>> start Provided entries

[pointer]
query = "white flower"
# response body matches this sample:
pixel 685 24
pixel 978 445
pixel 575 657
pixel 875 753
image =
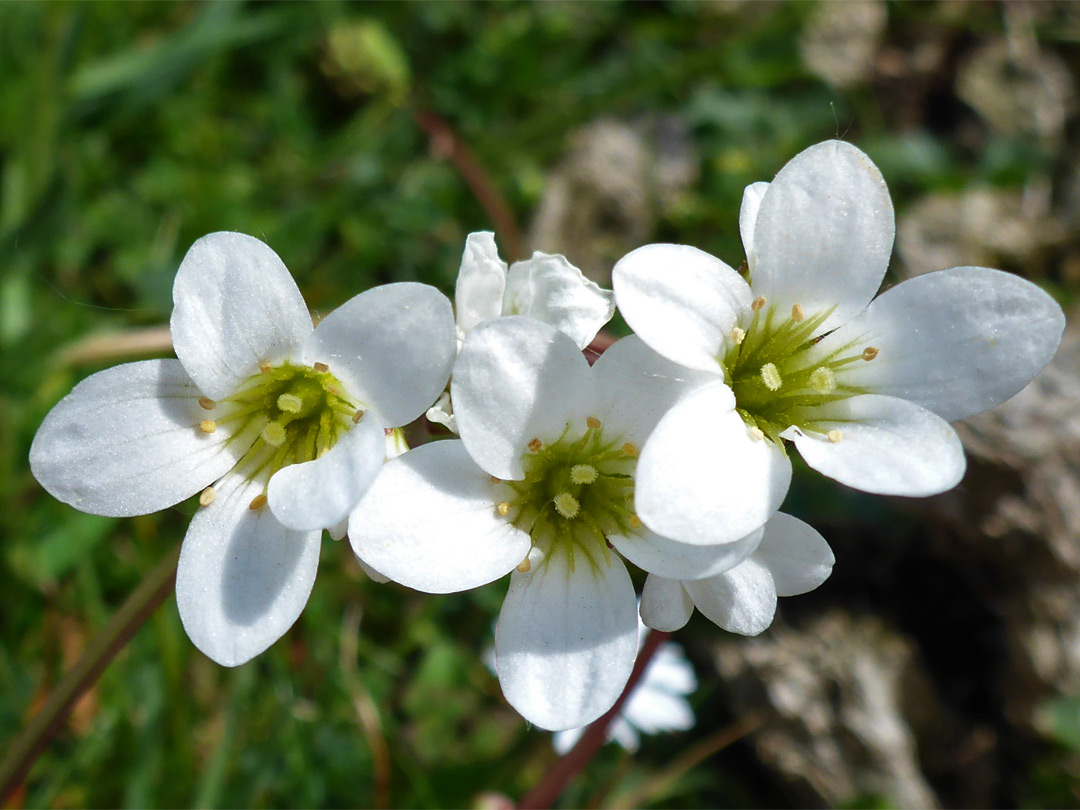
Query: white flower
pixel 792 559
pixel 541 481
pixel 864 389
pixel 658 702
pixel 281 427
pixel 545 286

>> end Provided entries

**Instructions for the task**.
Repeat the lines of these records word for word, leaving out the pictures.

**Answer for the task**.
[pointer]
query = "white flower"
# response body matches this sample:
pixel 685 24
pixel 978 445
pixel 575 657
pixel 875 753
image =
Query: white flower
pixel 792 559
pixel 541 481
pixel 864 389
pixel 658 702
pixel 281 427
pixel 545 286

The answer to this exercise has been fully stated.